> [Exercise directions]: Would you reproduce all of the entries below, character for character?

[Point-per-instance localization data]

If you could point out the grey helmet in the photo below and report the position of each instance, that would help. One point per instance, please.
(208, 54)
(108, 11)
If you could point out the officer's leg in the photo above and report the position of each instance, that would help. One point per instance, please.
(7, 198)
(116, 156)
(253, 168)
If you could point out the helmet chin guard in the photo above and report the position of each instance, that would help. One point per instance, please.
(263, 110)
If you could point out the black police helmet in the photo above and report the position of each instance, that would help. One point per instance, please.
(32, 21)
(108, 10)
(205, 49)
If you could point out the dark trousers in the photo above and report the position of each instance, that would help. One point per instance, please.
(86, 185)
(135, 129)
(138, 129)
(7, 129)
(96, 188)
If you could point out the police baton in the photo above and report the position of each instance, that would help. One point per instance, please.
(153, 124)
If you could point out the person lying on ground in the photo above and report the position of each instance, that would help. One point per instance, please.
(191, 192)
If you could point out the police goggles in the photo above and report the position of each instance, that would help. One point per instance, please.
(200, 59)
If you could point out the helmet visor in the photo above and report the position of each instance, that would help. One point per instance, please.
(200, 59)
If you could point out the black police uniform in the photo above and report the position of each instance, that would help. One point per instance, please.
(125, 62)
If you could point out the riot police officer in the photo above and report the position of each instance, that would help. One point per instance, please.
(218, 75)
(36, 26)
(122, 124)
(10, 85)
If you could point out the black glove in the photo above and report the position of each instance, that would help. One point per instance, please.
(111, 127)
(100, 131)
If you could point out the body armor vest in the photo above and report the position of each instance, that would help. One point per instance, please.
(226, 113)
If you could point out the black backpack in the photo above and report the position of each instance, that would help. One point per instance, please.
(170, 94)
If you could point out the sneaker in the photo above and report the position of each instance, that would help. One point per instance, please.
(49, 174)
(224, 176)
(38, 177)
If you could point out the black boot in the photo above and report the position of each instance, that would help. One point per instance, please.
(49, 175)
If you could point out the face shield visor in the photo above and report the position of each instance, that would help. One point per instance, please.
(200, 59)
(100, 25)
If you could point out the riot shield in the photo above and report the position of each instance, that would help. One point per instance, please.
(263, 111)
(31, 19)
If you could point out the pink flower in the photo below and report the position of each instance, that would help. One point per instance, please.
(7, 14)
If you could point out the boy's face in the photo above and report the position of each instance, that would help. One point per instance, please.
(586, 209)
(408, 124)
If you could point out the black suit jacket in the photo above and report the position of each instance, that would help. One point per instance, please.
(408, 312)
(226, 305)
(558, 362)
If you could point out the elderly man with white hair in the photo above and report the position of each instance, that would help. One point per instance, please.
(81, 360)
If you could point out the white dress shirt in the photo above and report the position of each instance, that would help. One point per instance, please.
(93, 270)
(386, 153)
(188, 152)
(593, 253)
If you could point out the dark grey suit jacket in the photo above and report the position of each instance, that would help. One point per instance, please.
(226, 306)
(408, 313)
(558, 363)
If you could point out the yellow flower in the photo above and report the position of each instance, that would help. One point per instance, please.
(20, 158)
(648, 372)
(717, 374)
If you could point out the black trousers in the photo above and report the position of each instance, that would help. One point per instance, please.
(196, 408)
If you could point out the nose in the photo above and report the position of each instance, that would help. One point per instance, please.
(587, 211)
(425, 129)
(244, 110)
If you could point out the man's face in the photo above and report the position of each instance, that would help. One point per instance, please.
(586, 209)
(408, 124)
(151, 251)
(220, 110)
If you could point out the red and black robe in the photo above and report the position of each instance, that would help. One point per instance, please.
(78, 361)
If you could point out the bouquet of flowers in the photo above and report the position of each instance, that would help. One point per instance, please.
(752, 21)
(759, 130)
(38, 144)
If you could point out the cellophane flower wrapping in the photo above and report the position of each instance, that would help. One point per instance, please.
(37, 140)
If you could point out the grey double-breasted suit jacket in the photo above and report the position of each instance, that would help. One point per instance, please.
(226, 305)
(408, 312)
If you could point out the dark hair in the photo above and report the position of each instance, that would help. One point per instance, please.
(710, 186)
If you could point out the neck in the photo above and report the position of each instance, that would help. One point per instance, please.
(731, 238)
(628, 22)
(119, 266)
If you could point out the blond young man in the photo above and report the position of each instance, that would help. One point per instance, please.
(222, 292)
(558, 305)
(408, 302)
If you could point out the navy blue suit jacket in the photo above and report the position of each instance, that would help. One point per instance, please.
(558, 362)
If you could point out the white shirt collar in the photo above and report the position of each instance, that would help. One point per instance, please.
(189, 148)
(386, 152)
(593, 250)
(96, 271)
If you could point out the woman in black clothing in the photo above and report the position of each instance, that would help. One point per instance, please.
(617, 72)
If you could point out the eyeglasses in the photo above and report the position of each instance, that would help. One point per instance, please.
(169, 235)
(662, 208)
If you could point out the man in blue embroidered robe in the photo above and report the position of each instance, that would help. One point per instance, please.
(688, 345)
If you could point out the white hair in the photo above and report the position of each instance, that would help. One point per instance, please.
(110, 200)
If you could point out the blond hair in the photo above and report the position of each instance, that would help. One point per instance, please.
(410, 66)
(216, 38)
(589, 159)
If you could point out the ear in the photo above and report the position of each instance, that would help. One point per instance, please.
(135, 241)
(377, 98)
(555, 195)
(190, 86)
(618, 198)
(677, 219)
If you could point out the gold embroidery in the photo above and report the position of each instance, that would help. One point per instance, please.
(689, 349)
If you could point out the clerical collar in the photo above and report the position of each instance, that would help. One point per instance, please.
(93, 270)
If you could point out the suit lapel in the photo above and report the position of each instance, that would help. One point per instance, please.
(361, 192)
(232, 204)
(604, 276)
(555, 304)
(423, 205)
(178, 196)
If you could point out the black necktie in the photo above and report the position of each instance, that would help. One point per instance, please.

> [Result for this task]:
If you could point out the grey helmet in the photo below and report the position of each instance, that would help. One point per instance, please.
(208, 54)
(108, 11)
If you could point out the officer's leg in the photo above and report the position of each instance, that would help. One point per instance, please.
(7, 198)
(116, 156)
(253, 168)
If you could point out the helmet chin guard in the photo above and report the position of each instance, that would help. One point per instance, please.
(263, 110)
If you could point out the black police helmet in the photo above and report the position of each instance, that would help. One point per instance, please.
(32, 21)
(108, 10)
(205, 49)
If you could point out the dark trousers in the photo above and report the position of each instance, that would help. One point per instance, please.
(86, 185)
(135, 129)
(138, 129)
(7, 129)
(96, 188)
If you could point out the police baton in the photo above and report the position of each instance, that would help. One point per instance, please.
(153, 124)
If you could point out the person lying on ground in the photo above and report the position of each instance, that would help. One point per instance, please.
(191, 192)
If you could point out the police goggles in the photo above and report the position of each instance, that would help. One point per instance, please.
(200, 59)
If you could point out the helmet visor in the photo above and report the position of each instance, that would help. One point per instance, please.
(200, 59)
If you could point out the black police uniform in the photo above and report the position of each instance, that would help. One point per instance, please.
(125, 62)
If you could point out the riot police officer in the photo above and report the position of each instance, that would help. One point per instance, please.
(218, 75)
(36, 26)
(122, 124)
(10, 85)
If you could point out the black glove in the photo above and report the position of each instance, that would help. One point per instance, please.
(111, 127)
(100, 131)
If you could point out the body armor vest in the photo above and report the position of each instance, that would help. One point per instance, please.
(226, 113)
If you could point out the black backpack in the photo above and report the position of each instance, that would help. One point per instance, please.
(170, 94)
If you could point out the sneaker in the photo above and report the position of each instance, that would help. One point per instance, please.
(49, 174)
(224, 176)
(38, 177)
If you could point out the black boot in the photo above and report the position of each instance, that would help. One point per instance, please.
(49, 175)
If you could point out the face shield visor in the photo above and report the position of each instance, that would help. One point per instance, please.
(200, 59)
(100, 25)
If you could point out the riot shield in the photo above and report the position of each instance, that would help. One point per instance, please.
(263, 111)
(31, 19)
If you could point out the pink flower in the photo below and report the position of each instance, that would help. One point per instance, please.
(7, 14)
If you could point out the boy's face in the photo above and report the position of each instance, that would help. One point per instance, please.
(586, 209)
(408, 124)
If you could point out the black suit jacket in the photo above and report the position of each instance, that would help. One point per instance, please.
(408, 312)
(226, 305)
(558, 362)
If you could point out the elderly man with white hair in the photo above and report the position of each instance, that would help. One point per instance, please.
(81, 360)
If you could point out the white dress shirt in the photo above and report the position of each instance, that would help. One point per instance, please.
(93, 270)
(386, 153)
(188, 152)
(593, 253)
If you could point out the dark grey suit jacket in the photo above and report the position of each instance, that would help. One point per instance, please.
(226, 306)
(408, 313)
(558, 363)
If you could point out the yellow flower in the photo above and report the position of each instance, that would help. One point per instance, please.
(20, 158)
(648, 372)
(717, 374)
If you could point out the black trousers in the photo above and report the position of each instance, that would help. One point per instance, please.
(196, 408)
If you could point out the nose in the photo above and report the position of each instance, that would help. One point per instance, please.
(587, 211)
(425, 129)
(244, 110)
If you could point out the man's face in the photo above and report the position of each instance, that would help. One point per instance, please.
(586, 209)
(408, 124)
(151, 251)
(220, 110)
If you could point out the red and black robe in the photo above and report the position of each instance, that would help. One point per instance, please.
(78, 361)
If you could point out the bouquet of flowers in the photo above and report the position of each instance, that would help. One point per instance, please.
(752, 21)
(759, 130)
(38, 144)
If you could point out the cellophane flower wrapping in the photo above and report the position of each instance, that would help. One point per instance, please.
(37, 140)
If you could point out the grey double-breasted suit jacket in the photo above and report the position of each instance, that would help. One point per instance, please.
(226, 305)
(408, 312)
If you could point out the dark hair in the photo above and report the position of each instance, that would help. One point per instance, please.
(710, 186)
If you could point out the neck in the photo above and report the position of each instance, that would help. One point per instance, please.
(731, 238)
(628, 22)
(119, 266)
If you could point out the blond young man in the photo above and report the position of each instance, that would help. One point per instance, please.
(222, 292)
(558, 305)
(408, 302)
If you could point out the navy blue suit jacket in the photo above and report the position of each instance, that would help. One point per instance, please.
(558, 362)
If you could point out the white shirt collar in the photo above and report the position of each instance, that would help. One point per instance, please.
(189, 148)
(386, 152)
(593, 250)
(96, 271)
If you could point out the woman in black clothing in the photo above and report the position of each instance, that would help. One point per instance, please.
(617, 72)
If you could point out the eyeglasses in the photo above and report the position of each instance, that would help. One point per instance, please.
(169, 235)
(662, 208)
If you could point out the man in blue embroidered robe in the photo above and report the position of each instance, that would help. One point per instance, please.
(688, 345)
If you could point out the white hair in the photo above and report the position of each instance, that would help. One point per instance, please.
(110, 200)
If you could point out the blond hair in the photo above and report the position of each instance, that would help. One point per instance, please.
(410, 66)
(216, 38)
(589, 159)
If you could point out the ear in the photo above and report the position of each instance, that would help. One point per instance, please.
(135, 241)
(377, 98)
(555, 195)
(190, 86)
(618, 198)
(677, 219)
If you could point out the gold embroidery in the photo above and report the position of each instance, that would help. One point per instance, please.
(689, 349)
If you could point out the clerical collar in the photo above and report the position of each instance, that would help. One point per instance, please.
(93, 270)
If you could point out the suit lapel in the photo above and report the position of each instance, that would help. One point per instance, please.
(361, 192)
(232, 204)
(604, 276)
(555, 304)
(423, 205)
(178, 196)
If you could point out the black necktie in the photo above and report the position of each instance, that would help. One point per instance, please.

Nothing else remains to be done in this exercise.